====== Records for the exercise ======
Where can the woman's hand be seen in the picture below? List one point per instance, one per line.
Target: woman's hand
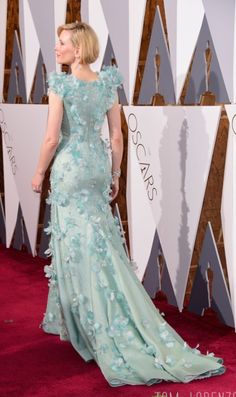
(37, 182)
(114, 188)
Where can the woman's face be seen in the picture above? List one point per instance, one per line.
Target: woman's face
(66, 53)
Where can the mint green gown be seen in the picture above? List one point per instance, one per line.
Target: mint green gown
(95, 300)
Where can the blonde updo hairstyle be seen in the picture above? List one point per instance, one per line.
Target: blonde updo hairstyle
(84, 36)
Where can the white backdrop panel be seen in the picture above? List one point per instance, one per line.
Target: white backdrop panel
(3, 23)
(10, 190)
(125, 24)
(184, 19)
(30, 44)
(142, 225)
(26, 126)
(174, 155)
(228, 205)
(92, 13)
(224, 39)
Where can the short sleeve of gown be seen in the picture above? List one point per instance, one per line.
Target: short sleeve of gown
(114, 80)
(56, 83)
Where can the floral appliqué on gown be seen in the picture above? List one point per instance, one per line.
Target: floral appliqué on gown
(95, 299)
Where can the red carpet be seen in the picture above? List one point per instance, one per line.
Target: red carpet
(35, 364)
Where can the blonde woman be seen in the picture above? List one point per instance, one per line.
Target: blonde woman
(95, 300)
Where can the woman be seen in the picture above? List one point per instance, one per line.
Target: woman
(95, 300)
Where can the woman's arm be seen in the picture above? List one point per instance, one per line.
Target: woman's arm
(50, 141)
(116, 138)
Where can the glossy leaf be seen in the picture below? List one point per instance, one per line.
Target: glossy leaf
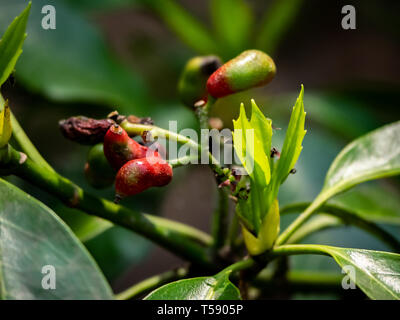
======
(The task)
Set down every entry word for word, but omit the pictures.

(Response)
Where can the woman's hand be seen in the picture below? List one point per instance, one per line.
Target: woman's hand
(37, 182)
(114, 188)
Where can the woman's face be seen in the picture above? List one point per instance, one per line.
Target: woman's face
(66, 53)
Where can the mint green gown be seen in the picture above? List one point per instance, one per line.
Target: mint green gown
(95, 300)
Where can the blonde updo hairstyle be seen in the picture above? List one point per instance, one per line.
Target: blonde updo hairstyle
(84, 36)
Where can the white backdrop panel be seen in the picture above? List one point per instance, one per line.
Target: white backdrop panel
(3, 23)
(10, 190)
(125, 24)
(184, 19)
(30, 44)
(142, 225)
(26, 126)
(174, 155)
(228, 205)
(92, 13)
(224, 39)
Where can the short sleeve of gown be seen in the picture above? List one point per instance, one per line.
Target: short sleeve of gown
(114, 80)
(56, 83)
Where can the floral appliqué on gown be seen in the picture above? List one point per instance, one per line.
Target: floral appliqué on gown
(95, 299)
Where can the red carpet be seen in the picture above? List one point per instance, one per line.
Target: red carpet
(35, 364)
Where can the blonde woman be seen in the picture above? List one point per instance, one per line.
Target: blonde woman
(95, 300)
Where can the woman be seen in the picture above? List one point per instance, one per line.
Target: woman
(95, 300)
Where can the woman's arm be seen in the picture above? List one point per instance, one per line.
Target: woman's arm
(50, 141)
(116, 138)
Where can the glossy leaf be seen in the picture below? List one point per instance, one per line.
Target: glossy leaf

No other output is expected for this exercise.